_JOB_
Update the forum post on marriage: give everything from "As far as im" down to "RickJB, : Typos." again, with "customs" changed to "traditions".

_PAGE_
>>>>

As far as im concerned people get married for all sorts of reasons according to the customs of all sorts of faiths. However, the one thing that links them all (especially in a modern society) are the legal rights and obligations that come with them.
If two gay people wish to conduct a ceremony that binds them together legally then why should that be a threat to anyone's relgious customs?
Marriage is not the preserve of any one faith or custom.
Edited by RickJB, : Typos.

This message is a reply to:
 Message 68 by iano, posted 06-04-2006 9:49 AM iano has not replied

Replies to this message:
 Message 77 by Faith, posted 06-04-2006 12:48 PM RickJB has replied

RickJB
Member (Idle past 5020 days)
Posts: 917
From: London, UK
Joined: 04-14-2006


Message 85 of 304 (317657)

<<<<

_GIVEN DATA_
>>>>

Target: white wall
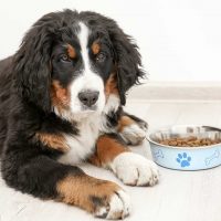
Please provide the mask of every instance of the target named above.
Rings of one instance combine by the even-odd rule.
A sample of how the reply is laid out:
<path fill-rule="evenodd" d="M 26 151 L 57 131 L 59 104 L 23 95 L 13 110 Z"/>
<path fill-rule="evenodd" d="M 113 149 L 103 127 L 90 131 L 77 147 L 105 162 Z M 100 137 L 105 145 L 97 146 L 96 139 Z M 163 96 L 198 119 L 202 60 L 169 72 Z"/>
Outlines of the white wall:
<path fill-rule="evenodd" d="M 0 59 L 36 19 L 64 8 L 117 20 L 137 40 L 151 81 L 221 81 L 220 0 L 0 0 Z"/>

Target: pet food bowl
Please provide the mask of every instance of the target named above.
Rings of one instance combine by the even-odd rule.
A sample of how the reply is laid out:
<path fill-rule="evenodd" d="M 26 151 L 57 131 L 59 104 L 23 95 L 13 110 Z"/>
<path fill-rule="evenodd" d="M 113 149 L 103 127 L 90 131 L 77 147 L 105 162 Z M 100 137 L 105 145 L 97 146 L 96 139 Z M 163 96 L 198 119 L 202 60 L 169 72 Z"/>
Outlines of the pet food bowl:
<path fill-rule="evenodd" d="M 178 147 L 160 144 L 172 138 L 208 138 L 218 144 Z M 211 126 L 176 125 L 158 129 L 148 136 L 152 158 L 159 166 L 177 170 L 201 170 L 221 165 L 221 129 Z M 187 145 L 187 144 L 186 144 Z"/>

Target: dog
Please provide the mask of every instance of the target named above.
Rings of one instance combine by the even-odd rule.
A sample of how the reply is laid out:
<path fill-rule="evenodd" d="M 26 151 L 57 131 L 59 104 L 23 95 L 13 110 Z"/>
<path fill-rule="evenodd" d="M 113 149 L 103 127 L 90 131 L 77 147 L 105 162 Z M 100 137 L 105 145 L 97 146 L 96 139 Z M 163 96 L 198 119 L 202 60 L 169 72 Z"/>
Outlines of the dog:
<path fill-rule="evenodd" d="M 114 20 L 69 9 L 42 17 L 18 52 L 0 62 L 6 183 L 95 217 L 127 217 L 123 188 L 77 164 L 108 168 L 129 186 L 158 182 L 157 166 L 127 147 L 146 136 L 147 123 L 123 109 L 144 75 L 136 43 Z"/>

<<<<

_RIGHT ANSWER_
As far as im concerned people get married for all sorts of reasons according to the traditions of all sorts of faiths. However, the one thing that links them all (especially in a modern society) are the legal rights and obligations that come with them.
If two gay people wish to conduct a ceremony that binds them together legally then why should that be a threat to anyone's relgious traditions?
Marriage is not the preserve of any one faith or custom.
Edited by RickJB, : Typos.